**INPUT MATERIAL**
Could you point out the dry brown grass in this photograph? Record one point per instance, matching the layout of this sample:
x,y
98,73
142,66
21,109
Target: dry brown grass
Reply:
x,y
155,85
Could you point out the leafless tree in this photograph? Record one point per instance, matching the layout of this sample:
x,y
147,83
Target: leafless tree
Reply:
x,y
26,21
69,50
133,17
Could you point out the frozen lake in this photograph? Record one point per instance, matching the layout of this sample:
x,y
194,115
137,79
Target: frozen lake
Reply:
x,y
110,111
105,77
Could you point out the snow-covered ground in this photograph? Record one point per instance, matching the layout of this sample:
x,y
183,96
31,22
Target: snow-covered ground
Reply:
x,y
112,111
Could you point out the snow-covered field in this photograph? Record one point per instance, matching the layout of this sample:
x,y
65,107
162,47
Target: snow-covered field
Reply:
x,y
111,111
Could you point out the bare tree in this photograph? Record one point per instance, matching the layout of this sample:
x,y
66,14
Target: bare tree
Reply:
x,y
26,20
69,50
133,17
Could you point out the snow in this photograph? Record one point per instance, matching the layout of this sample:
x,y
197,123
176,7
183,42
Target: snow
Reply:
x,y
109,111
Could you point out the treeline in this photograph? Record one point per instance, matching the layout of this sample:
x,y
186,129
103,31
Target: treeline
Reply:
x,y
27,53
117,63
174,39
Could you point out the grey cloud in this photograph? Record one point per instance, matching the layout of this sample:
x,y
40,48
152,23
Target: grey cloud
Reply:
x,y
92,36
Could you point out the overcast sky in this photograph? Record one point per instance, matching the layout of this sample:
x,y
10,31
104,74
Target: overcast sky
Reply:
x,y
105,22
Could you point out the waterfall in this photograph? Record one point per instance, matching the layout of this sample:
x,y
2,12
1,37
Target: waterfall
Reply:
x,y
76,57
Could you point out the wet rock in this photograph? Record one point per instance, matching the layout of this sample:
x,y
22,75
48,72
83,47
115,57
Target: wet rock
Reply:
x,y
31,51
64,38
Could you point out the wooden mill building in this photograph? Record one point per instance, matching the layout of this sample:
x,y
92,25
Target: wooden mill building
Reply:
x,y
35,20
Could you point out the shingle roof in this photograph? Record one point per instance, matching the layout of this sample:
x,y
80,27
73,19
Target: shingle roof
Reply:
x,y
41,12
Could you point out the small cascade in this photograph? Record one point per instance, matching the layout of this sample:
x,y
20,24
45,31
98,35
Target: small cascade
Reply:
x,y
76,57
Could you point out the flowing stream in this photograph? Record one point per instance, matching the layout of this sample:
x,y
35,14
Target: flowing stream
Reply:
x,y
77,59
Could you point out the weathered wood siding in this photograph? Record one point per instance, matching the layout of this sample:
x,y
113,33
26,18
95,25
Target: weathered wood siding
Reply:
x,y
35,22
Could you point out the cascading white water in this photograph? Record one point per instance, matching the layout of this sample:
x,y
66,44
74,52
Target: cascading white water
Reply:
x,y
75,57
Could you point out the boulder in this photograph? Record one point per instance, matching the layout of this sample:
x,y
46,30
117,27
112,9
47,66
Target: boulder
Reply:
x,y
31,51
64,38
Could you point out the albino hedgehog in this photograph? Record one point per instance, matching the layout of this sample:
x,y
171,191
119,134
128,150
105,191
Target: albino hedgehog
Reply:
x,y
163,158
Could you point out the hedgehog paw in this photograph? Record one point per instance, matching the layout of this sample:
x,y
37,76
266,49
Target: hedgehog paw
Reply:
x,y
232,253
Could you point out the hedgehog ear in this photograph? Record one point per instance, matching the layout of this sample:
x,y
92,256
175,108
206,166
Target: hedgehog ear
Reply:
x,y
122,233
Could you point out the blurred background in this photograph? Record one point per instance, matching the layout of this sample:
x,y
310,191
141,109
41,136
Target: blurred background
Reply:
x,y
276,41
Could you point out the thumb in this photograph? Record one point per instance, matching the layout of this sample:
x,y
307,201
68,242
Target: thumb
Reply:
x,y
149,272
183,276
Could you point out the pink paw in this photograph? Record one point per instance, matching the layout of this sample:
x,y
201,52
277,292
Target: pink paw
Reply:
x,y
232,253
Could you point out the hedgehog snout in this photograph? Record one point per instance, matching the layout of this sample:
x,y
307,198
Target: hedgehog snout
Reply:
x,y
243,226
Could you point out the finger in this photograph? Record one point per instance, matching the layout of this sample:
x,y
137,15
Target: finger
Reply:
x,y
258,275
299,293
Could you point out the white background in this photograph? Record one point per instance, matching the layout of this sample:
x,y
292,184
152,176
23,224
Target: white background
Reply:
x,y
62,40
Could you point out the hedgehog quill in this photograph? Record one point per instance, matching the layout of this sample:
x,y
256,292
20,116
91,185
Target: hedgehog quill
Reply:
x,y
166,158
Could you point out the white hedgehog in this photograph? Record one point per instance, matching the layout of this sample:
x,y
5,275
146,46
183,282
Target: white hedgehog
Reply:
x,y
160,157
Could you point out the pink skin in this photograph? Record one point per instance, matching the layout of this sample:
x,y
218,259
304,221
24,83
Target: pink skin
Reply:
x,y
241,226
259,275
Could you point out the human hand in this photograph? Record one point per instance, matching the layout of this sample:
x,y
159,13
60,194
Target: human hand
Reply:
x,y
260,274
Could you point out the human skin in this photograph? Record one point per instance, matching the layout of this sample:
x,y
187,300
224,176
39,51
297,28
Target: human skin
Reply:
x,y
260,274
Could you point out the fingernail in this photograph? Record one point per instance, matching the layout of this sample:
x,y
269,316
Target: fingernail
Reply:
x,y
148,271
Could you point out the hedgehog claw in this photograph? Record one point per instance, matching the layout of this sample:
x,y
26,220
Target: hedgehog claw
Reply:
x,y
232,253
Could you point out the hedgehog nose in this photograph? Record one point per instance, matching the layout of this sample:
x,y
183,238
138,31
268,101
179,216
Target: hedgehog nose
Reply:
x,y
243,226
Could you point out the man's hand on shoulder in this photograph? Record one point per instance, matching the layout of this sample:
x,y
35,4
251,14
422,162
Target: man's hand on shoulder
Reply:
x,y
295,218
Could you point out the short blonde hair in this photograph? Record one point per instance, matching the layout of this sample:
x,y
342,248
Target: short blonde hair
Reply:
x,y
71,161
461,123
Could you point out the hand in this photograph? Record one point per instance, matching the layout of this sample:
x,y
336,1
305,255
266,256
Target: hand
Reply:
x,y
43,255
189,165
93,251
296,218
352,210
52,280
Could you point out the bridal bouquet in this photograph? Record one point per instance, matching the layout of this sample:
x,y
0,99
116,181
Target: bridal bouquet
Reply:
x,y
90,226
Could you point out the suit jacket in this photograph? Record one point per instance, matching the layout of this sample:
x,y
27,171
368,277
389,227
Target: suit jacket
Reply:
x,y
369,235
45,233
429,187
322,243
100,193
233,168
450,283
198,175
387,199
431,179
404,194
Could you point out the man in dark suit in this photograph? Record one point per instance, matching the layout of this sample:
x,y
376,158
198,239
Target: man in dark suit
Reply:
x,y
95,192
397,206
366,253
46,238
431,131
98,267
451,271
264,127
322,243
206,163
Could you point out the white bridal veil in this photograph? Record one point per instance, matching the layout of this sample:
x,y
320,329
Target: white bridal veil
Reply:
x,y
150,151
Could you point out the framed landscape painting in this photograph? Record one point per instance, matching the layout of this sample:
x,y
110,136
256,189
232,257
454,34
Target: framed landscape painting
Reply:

**TASK INSTRUCTIONS**
The full listing is to be printed again exactly as it stands.

**RESPONSE**
Could you point out the dry brown grass in this photograph? Record one point per instance, matching the layout of this sample:
x,y
98,73
142,66
21,109
Target: dry brown grass
Reply:
x,y
155,85
Could you point out the leafless tree in this photograph? Record one point per instance, matching the layout of this sample:
x,y
147,83
Target: leafless tree
Reply:
x,y
26,21
69,50
133,17
Could you point out the frozen lake in this photograph? Record one point per instance, matching the layout of this sample:
x,y
194,115
137,79
Target: frozen lake
Reply:
x,y
110,111
105,77
Could you point out the snow-covered ground in this photograph? Record one point per instance, matching the layout of this sample:
x,y
183,96
31,22
Target: snow-covered ground
Reply:
x,y
112,111
Could you point out the snow-covered field in this photograph? Record one point per instance, matching the layout of this sample:
x,y
65,107
162,47
Target: snow-covered field
Reply:
x,y
111,111
Could you point out the bare tree in this photograph? Record one point per instance, matching the layout of this sample:
x,y
66,14
Target: bare tree
Reply:
x,y
26,20
69,50
133,17
Could you point out the snow in this photograph? Record one point per instance, matching the layout of this sample:
x,y
197,123
176,7
183,42
Target: snow
Reply:
x,y
109,111
Could you point out the treeline in this photograph? Record one point per instance, matching the layout of this sample:
x,y
186,129
103,31
Target: treeline
Reply:
x,y
27,53
117,63
174,39
Could you point out the grey cloud in this photograph? Record one point per instance, matching the layout of this sample:
x,y
40,48
152,23
Target: grey cloud
Reply:
x,y
92,36
Could you point out the overcast sky in this photograph? Record one point per instance, matching the layout of this sample:
x,y
10,31
104,74
Target: overcast sky
Reply:
x,y
105,22
Could you point out the waterfall in this photograph? Record one point per instance, matching the layout of this sample:
x,y
2,12
1,37
Target: waterfall
Reply:
x,y
76,57
Could you point out the wet rock in this photograph? Record one point per instance, matching the layout of this sample:
x,y
22,75
48,72
83,47
115,57
Target: wet rock
Reply:
x,y
31,51
64,38
Could you point out the wooden mill building in this photograph? Record one point per instance, matching the layout of this sample:
x,y
92,25
Target: wooden mill building
Reply:
x,y
35,20
Could you point out the shingle roof in this photograph? Record one point per instance, matching the layout of this sample:
x,y
80,27
73,19
Target: shingle roof
Reply:
x,y
41,12
Could you point out the small cascade in this photograph? Record one point per instance, matching the layout of this sample:
x,y
20,24
45,31
98,35
Target: small cascade
Reply:
x,y
76,57
Could you point out the flowing stream in this photograph? Record one point per instance, matching the layout of this sample:
x,y
35,14
Target: flowing stream
Reply:
x,y
77,59
Could you point out the weathered wood siding in this photograph? Record one point per instance, matching the layout of this sample:
x,y
113,33
26,18
95,25
Target: weathered wood siding
Reply:
x,y
35,22
Could you point out the cascading white water in this photograph? Record one point per instance, matching the layout of this sample:
x,y
66,44
74,52
Target: cascading white water
Reply:
x,y
75,57
Could you point out the boulder in this photograph? Record one point per instance, matching the layout of this sample:
x,y
46,30
117,27
112,9
47,66
Target: boulder
Reply:
x,y
31,51
64,38
Could you point out the albino hedgehog in this photograph? Record one point per instance, matching the layout of this sample:
x,y
171,191
119,134
128,150
105,191
Target: albino hedgehog
Reply:
x,y
163,158
Could you point out the hedgehog paw in this photograph? Record one point per instance, matching the layout of this sample:
x,y
37,76
266,49
Target: hedgehog paw
Reply:
x,y
232,253
Could you point out the hedgehog ear in this photograph? Record one point per instance, matching the layout of this sample:
x,y
92,256
175,108
206,166
Target: hedgehog ear
Reply:
x,y
122,233
Could you point out the blurred background in this photograph? Record one point per instance, matching the layout of this sample:
x,y
310,191
141,109
41,136
Target: blurred background
Reply:
x,y
276,41
Could you point out the thumb in this photograph? Record one point per instance, matching the layout of this sample:
x,y
307,201
68,242
Target: thumb
Reply:
x,y
149,272
183,276
Could you point out the pink paw in this photograph? Record one point per instance, matching the layout of this sample:
x,y
201,52
277,292
Target: pink paw
Reply:
x,y
232,253
Could you point out the hedgehog snout in this photograph? Record one point per instance, matching the layout of this sample:
x,y
307,198
Target: hedgehog snout
Reply:
x,y
243,226
Could you point out the finger in this photograph? Record one point per instance, matching the layout of this sample:
x,y
137,15
Target: finger
Reply:
x,y
258,275
299,293
Could you point out the white background in this photograph? Record one point per instance, matching the layout of this sample:
x,y
292,184
152,176
23,224
Target: white background
Reply:
x,y
62,40
Could you point out the hedgehog quill in this photograph? Record one point per instance, matching the layout of this sample:
x,y
256,292
20,116
91,185
Target: hedgehog quill
Reply:
x,y
166,158
Could you point out the white hedgehog in this photograph? Record one point per instance, matching the layout of this sample:
x,y
5,275
146,46
183,282
Target: white hedgehog
Reply:
x,y
160,157
Could you point out the pink skin in this photograph? Record one point per instance, matching the layout of this sample:
x,y
218,259
304,221
24,83
Target: pink skin
Reply:
x,y
241,226
259,275
Could you point out the human hand in this photograph? Record one point per instance, matching the layout of this sample:
x,y
159,13
60,194
Target: human hand
Reply:
x,y
260,274
Could you point out the human skin in this photograph? Record one point per instance, matching the layout of this sample:
x,y
187,300
224,176
39,51
297,28
Target: human skin
Reply:
x,y
260,274
Could you point out the fingernail in this photograph? Record one point per instance, matching the layout of this sample:
x,y
269,316
Target: fingernail
Reply:
x,y
148,271
Could you point out the hedgehog claw in this photograph? Record one point per instance, matching the layout of this sample:
x,y
26,220
Target: hedgehog claw
Reply:
x,y
232,253
Could you point out the hedgehog nose in this photograph? Record one point per instance, matching the layout of this sample:
x,y
183,238
138,31
268,101
179,216
Target: hedgehog nose
Reply:
x,y
243,226
Could you point out the man's hand on shoulder in this photograph? Record one point per instance, matching the layout of this sample:
x,y
35,4
251,14
422,162
Target: man's hand on shoulder
Reply:
x,y
295,218
Could you point out the short blonde hair in this photograph? Record one point per instance, matching the layout of this sample:
x,y
342,248
Target: short blonde hair
Reply:
x,y
71,161
461,123
Could you point out the hand in this photograph? Record one point per instance, matching the layout of this sample:
x,y
336,1
305,255
266,256
Target: hand
Reply:
x,y
43,255
189,165
93,251
296,218
352,210
52,280
Could you point out the bridal bouquet in this photograph? Record one point per instance, matching the layout of this sample:
x,y
0,99
116,181
Target: bridal bouquet
Reply:
x,y
90,226
Could you point out the suit jacket in this photograph? Record one point per instance, matching the layout of this sample:
x,y
27,171
368,277
389,227
Target: suit jacket
Reply:
x,y
369,235
45,233
429,187
322,243
100,193
233,168
450,283
198,175
387,199
431,179
404,194
Could you point out the man in dark suit in this photograph? Record one point per instance, matching the layout of this sample:
x,y
376,158
198,239
Target: man in dark suit
Reply:
x,y
95,192
397,206
366,253
46,238
431,131
98,267
451,271
264,127
322,243
206,163
Could you point out the white bridal veil in this photograph? Record one point per instance, matching the layout of this sample:
x,y
320,329
Target: white bridal veil
Reply:
x,y
150,151
Could you point out the framed landscape painting in this photograph? Record one point per instance, matching the layout of this sample:
x,y
110,136
256,189
232,257
454,34
Target: framed landscape painting
Reply:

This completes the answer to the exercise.